_Information provided_:

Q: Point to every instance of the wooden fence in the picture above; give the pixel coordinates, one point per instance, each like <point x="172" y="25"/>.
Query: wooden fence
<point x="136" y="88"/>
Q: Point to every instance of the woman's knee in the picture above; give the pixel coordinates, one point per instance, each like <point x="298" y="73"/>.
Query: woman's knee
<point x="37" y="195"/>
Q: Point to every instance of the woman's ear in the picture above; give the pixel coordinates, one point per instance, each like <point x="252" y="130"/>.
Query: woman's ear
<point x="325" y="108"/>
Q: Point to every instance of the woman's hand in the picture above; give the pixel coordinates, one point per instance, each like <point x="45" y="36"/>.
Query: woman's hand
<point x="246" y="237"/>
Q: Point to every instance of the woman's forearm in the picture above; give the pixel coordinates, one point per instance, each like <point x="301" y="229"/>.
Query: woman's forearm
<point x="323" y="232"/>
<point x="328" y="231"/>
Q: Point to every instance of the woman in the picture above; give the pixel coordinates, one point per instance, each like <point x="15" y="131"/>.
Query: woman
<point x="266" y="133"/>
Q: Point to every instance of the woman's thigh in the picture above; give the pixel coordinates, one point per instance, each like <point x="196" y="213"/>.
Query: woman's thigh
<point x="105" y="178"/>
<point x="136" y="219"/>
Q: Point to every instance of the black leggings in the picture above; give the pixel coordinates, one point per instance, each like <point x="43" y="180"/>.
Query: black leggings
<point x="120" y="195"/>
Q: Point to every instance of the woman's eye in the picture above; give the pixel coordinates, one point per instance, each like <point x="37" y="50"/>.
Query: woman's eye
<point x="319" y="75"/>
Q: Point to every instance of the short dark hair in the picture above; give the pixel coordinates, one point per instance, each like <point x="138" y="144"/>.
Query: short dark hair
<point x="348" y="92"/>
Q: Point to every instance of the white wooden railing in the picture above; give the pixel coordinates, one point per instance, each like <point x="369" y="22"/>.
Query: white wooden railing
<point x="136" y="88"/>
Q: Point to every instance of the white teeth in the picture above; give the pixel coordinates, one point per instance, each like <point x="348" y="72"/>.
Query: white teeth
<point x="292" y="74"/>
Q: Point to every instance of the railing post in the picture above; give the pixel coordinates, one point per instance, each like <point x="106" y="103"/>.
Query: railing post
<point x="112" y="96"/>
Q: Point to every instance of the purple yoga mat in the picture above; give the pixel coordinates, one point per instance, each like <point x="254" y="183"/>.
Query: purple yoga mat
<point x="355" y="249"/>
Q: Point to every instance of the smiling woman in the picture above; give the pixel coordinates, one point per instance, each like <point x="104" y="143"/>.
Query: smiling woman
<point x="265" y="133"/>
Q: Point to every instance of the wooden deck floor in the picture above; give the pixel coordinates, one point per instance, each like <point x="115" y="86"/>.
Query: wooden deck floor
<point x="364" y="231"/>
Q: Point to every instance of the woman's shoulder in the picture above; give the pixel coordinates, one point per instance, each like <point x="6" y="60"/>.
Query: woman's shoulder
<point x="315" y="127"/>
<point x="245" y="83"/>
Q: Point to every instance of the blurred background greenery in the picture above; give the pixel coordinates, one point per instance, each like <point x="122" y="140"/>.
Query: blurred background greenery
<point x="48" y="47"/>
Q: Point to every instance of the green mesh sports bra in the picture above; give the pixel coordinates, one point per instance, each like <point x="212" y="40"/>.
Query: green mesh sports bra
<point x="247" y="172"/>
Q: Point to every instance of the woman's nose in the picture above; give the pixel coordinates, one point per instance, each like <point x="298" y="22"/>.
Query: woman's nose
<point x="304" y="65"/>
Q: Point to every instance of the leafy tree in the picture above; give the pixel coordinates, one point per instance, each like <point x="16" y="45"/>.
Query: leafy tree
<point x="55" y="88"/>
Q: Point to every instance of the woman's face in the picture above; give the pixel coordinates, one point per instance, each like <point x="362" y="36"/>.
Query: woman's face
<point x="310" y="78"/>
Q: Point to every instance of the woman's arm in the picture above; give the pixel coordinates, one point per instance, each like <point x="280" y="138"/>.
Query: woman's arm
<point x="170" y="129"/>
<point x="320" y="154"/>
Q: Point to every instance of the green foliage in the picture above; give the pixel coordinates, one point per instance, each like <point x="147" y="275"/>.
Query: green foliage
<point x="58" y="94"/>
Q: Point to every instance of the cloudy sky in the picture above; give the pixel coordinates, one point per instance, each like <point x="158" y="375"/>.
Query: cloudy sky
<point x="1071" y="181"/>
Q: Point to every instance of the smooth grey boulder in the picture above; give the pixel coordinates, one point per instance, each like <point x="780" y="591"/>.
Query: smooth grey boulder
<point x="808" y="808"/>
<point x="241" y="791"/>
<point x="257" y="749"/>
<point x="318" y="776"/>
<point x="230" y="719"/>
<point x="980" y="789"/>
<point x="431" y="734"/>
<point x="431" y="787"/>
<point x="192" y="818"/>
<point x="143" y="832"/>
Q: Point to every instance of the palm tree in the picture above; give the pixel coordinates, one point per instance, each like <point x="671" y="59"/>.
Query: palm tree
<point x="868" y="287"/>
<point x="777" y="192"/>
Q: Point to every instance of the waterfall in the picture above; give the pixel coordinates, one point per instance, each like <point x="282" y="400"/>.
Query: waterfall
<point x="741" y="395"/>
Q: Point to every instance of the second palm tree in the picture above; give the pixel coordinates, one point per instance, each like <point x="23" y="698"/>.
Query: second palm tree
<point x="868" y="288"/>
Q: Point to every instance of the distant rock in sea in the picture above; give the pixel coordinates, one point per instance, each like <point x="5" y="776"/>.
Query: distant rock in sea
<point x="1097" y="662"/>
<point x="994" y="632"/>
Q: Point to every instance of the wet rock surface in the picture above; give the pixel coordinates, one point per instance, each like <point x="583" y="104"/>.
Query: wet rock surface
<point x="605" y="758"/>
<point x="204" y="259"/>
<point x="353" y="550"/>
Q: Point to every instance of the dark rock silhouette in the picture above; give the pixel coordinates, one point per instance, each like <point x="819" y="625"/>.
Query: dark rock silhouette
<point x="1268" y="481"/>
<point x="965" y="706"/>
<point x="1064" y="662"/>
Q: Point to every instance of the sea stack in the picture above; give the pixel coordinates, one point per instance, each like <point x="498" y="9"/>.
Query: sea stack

_Short task_: Please write out everything from the line containing "Q: Point to every instance of the wet" down to the last line of the records, reproducing each line without any change.

_Problem solution_:
Q: Point to every instance of the wet rock surface in the picture above; give the pixel coordinates, one point per instance, each like <point x="583" y="104"/>.
Query: wet rock surface
<point x="605" y="758"/>
<point x="204" y="259"/>
<point x="353" y="550"/>
Q: Point to every instance of the dark rock silhouette in the picture above; give the pixel coordinates, one point per instance, each like <point x="819" y="625"/>.
Query: dark rock silhouette
<point x="1268" y="481"/>
<point x="965" y="706"/>
<point x="1064" y="662"/>
Q: Point to every instance of the sea stack in the picture above; give the pixel coordinates, one point per instance, each like <point x="498" y="9"/>.
Query: sea stack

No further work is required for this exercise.